Please show every line in the entries below that includes the word "above".

Records drawn from a dataset:
· · ·

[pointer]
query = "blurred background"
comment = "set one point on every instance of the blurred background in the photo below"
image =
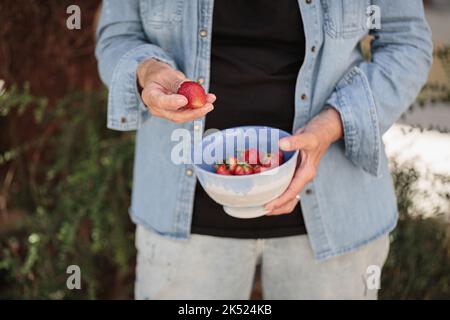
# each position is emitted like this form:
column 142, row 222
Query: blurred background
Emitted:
column 65, row 179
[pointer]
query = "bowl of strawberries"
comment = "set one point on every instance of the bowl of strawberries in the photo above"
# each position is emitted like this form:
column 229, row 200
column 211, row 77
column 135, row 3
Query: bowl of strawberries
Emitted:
column 243, row 168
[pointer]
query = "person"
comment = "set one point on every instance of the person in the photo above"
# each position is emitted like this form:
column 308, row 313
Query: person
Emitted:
column 293, row 65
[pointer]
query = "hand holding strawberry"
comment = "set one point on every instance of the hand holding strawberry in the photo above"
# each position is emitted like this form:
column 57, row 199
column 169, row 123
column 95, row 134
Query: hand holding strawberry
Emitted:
column 160, row 82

· · ·

**WRITTEN ANSWER:**
comment = "set one point on every instance of the bowl of strawberries in the photo above"
comment = "set one point on every instance of the person in the photo above"
comment = "set one point on every instance of the hand holding strawberry in the photo above"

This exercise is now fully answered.